— Begin Provided records —

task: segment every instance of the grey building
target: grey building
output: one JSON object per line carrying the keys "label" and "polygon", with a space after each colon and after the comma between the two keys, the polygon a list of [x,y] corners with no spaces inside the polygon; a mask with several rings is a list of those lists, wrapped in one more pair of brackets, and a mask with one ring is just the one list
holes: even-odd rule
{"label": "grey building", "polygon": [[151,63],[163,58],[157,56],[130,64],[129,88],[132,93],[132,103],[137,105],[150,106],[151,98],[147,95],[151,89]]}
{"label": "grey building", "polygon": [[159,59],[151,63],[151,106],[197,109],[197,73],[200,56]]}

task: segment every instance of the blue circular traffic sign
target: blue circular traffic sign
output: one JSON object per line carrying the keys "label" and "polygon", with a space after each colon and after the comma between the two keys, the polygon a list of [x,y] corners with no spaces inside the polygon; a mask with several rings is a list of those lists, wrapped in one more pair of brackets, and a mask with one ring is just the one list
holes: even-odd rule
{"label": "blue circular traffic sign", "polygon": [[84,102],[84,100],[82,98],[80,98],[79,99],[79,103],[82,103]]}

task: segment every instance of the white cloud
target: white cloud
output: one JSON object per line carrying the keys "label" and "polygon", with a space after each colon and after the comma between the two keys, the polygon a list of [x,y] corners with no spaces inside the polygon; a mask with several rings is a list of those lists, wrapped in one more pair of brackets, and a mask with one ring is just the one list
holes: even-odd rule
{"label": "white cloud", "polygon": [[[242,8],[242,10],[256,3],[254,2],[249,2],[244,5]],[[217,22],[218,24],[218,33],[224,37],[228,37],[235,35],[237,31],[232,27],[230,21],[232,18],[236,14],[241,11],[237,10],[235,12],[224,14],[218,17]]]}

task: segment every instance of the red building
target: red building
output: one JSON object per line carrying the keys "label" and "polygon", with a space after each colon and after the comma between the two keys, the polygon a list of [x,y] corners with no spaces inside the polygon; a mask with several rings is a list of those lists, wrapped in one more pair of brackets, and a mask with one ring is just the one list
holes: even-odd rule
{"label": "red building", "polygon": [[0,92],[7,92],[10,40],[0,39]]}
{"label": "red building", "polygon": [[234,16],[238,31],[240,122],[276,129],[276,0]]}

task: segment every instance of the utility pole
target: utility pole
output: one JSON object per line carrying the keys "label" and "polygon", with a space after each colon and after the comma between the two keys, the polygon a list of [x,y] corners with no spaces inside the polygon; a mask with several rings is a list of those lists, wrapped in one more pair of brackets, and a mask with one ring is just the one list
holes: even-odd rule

— End Provided records —

Reproduce every line of the records above without changing a single character.

» Answer to this exercise
task: segment every instance of the grey building
target: grey building
output: one JSON object per line carrying the keys "label" and "polygon", with a space after each colon and after the comma between the two keys, the polygon a list of [x,y] corners with no spaces inside the polygon; a mask with several rings is a list of those lists, wrapped in one more pair of brackets, and a mask with one ring is just the one list
holes: even-odd rule
{"label": "grey building", "polygon": [[151,63],[163,58],[157,56],[130,64],[129,88],[132,93],[132,103],[137,105],[150,106],[151,98],[147,95],[151,89]]}
{"label": "grey building", "polygon": [[159,59],[151,63],[151,106],[197,109],[197,73],[200,56]]}

task: segment every instance of the blue circular traffic sign
target: blue circular traffic sign
output: one JSON object per line carrying the keys "label" and "polygon", with a space after each colon and after the comma between the two keys, the polygon a list of [x,y] corners with no spaces inside the polygon; a mask with several rings is a list of those lists, wrapped in one more pair of brackets, and a mask with one ring is just the one list
holes: even-odd rule
{"label": "blue circular traffic sign", "polygon": [[84,102],[84,100],[82,98],[80,98],[79,99],[79,103],[82,103]]}

task: segment every instance of the white cloud
target: white cloud
output: one JSON object per line carrying the keys "label" and "polygon", with a space after each colon and after the comma between the two keys, the polygon a list of [x,y] corners with no spaces inside the polygon; a mask with several rings is a list of those lists, wrapped in one more pair of brackets, and a mask with one ring is just the one list
holes: even-odd rule
{"label": "white cloud", "polygon": [[[242,8],[242,10],[256,3],[254,2],[249,2],[244,5]],[[217,22],[218,24],[218,33],[224,37],[228,37],[235,35],[237,31],[232,27],[230,21],[232,18],[236,14],[241,11],[237,10],[235,12],[224,14],[218,17]]]}

task: segment every instance of the red building
target: red building
output: one JSON object per line carrying the keys "label" and "polygon", with a space after each colon and after the comma between the two keys, the polygon a list of [x,y] corners with no spaces inside the polygon; a mask with several rings is a list of those lists, wrapped in one more pair of brackets, and a mask with one ring is just the one list
holes: even-odd rule
{"label": "red building", "polygon": [[0,92],[7,92],[10,40],[0,39]]}
{"label": "red building", "polygon": [[234,16],[238,31],[240,122],[276,129],[276,0]]}

task: segment every instance of the utility pole
target: utility pole
output: one JSON object per line carrying the keys "label" and "polygon", with a space after each colon and after the comma between the two keys, the polygon a list of [x,y] corners with no spaces inside the polygon; a mask with several rings is a list of those lists, wrapped in one more pair of brackets, and a mask with one ring is just the one list
holes: even-odd rule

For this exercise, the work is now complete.